INSTRUCTIONS TO FOLLOW |
Extract every line in the records below that contains the word "bumper". Case matters, so only lines that match its capitalization count.

[Lines of data]

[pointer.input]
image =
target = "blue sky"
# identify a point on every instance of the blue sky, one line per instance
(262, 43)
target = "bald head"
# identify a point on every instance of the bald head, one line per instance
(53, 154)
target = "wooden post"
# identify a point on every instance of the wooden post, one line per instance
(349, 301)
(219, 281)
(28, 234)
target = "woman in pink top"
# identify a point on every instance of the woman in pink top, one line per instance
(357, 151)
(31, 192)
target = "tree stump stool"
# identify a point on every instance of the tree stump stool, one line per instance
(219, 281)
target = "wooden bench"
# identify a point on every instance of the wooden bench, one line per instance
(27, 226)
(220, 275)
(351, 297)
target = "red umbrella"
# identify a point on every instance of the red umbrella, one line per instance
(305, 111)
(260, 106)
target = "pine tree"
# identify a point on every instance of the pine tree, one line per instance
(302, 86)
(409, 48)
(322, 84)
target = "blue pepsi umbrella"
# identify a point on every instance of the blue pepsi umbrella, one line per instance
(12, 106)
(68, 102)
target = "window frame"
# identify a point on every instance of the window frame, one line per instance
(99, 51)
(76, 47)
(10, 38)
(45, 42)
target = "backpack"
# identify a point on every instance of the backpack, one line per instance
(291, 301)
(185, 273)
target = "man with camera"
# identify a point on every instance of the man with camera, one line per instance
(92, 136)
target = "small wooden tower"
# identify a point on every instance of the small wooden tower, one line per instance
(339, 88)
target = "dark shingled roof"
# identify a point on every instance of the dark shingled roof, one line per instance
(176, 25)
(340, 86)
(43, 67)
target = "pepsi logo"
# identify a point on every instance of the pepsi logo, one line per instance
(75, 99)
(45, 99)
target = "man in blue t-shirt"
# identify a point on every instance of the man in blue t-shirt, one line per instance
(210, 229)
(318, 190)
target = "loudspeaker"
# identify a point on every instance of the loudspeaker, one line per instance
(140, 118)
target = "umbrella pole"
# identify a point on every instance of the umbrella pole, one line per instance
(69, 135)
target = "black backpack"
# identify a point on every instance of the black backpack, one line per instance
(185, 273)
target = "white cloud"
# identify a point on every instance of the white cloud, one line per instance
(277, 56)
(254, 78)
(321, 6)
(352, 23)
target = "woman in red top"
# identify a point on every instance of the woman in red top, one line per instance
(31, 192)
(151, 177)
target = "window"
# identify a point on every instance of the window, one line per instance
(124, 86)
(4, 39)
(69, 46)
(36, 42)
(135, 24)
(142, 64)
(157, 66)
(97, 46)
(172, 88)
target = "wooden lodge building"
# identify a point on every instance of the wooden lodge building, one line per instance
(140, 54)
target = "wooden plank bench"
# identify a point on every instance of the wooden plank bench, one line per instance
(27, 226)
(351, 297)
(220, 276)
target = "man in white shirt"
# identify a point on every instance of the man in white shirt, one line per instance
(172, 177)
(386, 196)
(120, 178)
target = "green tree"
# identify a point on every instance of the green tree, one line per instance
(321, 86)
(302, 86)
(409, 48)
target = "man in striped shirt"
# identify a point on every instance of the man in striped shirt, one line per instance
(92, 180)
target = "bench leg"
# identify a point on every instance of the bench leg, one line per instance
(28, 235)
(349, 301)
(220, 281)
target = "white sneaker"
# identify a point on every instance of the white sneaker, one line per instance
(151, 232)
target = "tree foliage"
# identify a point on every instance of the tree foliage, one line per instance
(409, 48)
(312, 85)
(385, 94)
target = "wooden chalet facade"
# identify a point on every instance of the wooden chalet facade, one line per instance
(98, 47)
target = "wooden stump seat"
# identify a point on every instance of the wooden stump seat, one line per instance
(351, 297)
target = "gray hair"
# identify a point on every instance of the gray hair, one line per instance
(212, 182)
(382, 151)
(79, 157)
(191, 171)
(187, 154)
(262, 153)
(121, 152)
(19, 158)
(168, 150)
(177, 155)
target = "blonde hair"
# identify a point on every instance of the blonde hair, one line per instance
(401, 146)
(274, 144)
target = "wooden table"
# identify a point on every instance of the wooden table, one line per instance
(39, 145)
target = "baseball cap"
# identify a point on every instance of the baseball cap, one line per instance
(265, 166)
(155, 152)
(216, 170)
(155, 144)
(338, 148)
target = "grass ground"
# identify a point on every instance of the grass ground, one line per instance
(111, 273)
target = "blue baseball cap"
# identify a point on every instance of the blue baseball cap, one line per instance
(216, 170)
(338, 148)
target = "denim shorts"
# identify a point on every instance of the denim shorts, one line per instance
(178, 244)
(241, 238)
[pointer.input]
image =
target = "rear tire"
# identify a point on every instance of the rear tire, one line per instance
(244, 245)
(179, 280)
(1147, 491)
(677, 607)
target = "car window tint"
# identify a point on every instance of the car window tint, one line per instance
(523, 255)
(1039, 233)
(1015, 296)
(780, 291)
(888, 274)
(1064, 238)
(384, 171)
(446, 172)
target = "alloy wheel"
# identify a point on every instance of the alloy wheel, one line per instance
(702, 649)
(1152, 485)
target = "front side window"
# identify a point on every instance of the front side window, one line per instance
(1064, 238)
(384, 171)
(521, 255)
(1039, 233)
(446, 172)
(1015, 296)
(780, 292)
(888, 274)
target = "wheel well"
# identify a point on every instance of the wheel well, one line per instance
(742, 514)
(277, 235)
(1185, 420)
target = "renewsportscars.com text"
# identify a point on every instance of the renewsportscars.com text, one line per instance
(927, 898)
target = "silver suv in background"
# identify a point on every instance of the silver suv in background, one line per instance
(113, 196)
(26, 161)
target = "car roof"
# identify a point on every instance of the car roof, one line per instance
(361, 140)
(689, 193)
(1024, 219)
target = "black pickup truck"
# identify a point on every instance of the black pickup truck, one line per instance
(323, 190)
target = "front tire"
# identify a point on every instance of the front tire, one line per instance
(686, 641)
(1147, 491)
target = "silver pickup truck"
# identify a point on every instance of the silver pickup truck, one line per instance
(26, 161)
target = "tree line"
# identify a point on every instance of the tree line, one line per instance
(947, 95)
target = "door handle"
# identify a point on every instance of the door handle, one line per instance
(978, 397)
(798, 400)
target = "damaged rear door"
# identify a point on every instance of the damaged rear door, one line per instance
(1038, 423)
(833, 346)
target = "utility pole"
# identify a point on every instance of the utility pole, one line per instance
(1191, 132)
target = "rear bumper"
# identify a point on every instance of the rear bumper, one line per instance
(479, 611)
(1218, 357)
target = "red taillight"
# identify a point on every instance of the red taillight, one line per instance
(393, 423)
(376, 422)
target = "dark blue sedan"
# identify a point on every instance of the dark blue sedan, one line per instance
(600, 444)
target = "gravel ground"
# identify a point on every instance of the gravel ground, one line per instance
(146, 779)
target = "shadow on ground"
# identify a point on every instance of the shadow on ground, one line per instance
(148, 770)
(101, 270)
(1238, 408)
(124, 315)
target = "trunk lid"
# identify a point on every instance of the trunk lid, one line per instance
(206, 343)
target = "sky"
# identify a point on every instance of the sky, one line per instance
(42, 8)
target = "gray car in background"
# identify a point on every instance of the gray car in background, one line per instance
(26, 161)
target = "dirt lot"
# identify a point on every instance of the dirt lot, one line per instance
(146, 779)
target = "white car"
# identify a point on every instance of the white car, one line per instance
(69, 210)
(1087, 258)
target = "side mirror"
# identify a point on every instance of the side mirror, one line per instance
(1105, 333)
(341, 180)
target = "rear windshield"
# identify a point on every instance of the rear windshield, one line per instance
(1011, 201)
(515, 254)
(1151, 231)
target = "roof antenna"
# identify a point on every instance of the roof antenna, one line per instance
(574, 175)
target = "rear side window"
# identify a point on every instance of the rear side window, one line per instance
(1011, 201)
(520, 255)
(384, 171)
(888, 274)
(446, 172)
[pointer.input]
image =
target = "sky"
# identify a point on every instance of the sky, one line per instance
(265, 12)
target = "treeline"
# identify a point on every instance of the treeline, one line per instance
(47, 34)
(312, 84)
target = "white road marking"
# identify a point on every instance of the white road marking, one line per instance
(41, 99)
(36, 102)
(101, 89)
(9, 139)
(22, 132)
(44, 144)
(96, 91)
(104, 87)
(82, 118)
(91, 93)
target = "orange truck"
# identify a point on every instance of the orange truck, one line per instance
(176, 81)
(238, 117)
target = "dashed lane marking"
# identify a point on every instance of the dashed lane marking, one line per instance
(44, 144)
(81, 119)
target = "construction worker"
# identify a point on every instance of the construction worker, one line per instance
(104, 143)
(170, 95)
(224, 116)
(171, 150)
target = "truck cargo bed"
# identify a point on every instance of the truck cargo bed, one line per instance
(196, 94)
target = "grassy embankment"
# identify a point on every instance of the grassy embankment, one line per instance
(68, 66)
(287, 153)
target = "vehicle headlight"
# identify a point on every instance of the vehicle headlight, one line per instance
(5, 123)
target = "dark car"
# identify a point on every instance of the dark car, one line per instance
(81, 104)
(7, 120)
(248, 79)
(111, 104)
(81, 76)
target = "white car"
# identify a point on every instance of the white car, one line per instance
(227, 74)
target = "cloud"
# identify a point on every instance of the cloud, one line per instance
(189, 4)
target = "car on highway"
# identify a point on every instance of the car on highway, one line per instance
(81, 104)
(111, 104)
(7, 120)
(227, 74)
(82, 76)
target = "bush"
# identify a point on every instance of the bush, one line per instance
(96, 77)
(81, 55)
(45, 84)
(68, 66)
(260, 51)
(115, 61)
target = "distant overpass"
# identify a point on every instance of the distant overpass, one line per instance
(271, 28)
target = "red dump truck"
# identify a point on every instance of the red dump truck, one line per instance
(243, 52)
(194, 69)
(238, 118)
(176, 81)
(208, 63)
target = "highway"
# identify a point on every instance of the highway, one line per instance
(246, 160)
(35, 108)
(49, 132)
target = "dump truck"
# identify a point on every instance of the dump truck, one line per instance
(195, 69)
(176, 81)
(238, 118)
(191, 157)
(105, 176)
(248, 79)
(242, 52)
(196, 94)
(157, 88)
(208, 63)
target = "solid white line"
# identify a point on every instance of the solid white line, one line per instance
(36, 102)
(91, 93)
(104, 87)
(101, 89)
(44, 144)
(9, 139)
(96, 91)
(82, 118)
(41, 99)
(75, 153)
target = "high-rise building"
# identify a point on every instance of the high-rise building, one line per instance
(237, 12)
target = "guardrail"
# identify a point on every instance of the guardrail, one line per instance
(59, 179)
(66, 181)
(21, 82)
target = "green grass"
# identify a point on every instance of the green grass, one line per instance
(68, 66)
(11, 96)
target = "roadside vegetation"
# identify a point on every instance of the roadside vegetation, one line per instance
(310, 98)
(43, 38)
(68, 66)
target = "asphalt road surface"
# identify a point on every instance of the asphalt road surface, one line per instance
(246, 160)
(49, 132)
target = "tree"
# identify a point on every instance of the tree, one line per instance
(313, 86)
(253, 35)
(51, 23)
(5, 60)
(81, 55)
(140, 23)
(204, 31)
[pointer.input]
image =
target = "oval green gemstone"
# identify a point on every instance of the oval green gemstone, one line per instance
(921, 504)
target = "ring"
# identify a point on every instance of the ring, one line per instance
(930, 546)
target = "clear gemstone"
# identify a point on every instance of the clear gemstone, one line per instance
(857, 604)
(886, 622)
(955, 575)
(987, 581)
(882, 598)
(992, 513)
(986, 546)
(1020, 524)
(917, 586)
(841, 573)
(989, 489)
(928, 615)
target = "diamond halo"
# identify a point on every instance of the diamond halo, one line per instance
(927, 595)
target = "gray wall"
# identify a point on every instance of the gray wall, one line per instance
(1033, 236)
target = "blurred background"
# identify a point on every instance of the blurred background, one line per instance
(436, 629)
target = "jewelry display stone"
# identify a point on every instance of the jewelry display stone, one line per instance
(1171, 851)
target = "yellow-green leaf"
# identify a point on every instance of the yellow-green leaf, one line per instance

FULL RESPONSE |
target = "rear bumper"
# identify a point on every instance of the rear bumper, one line per instance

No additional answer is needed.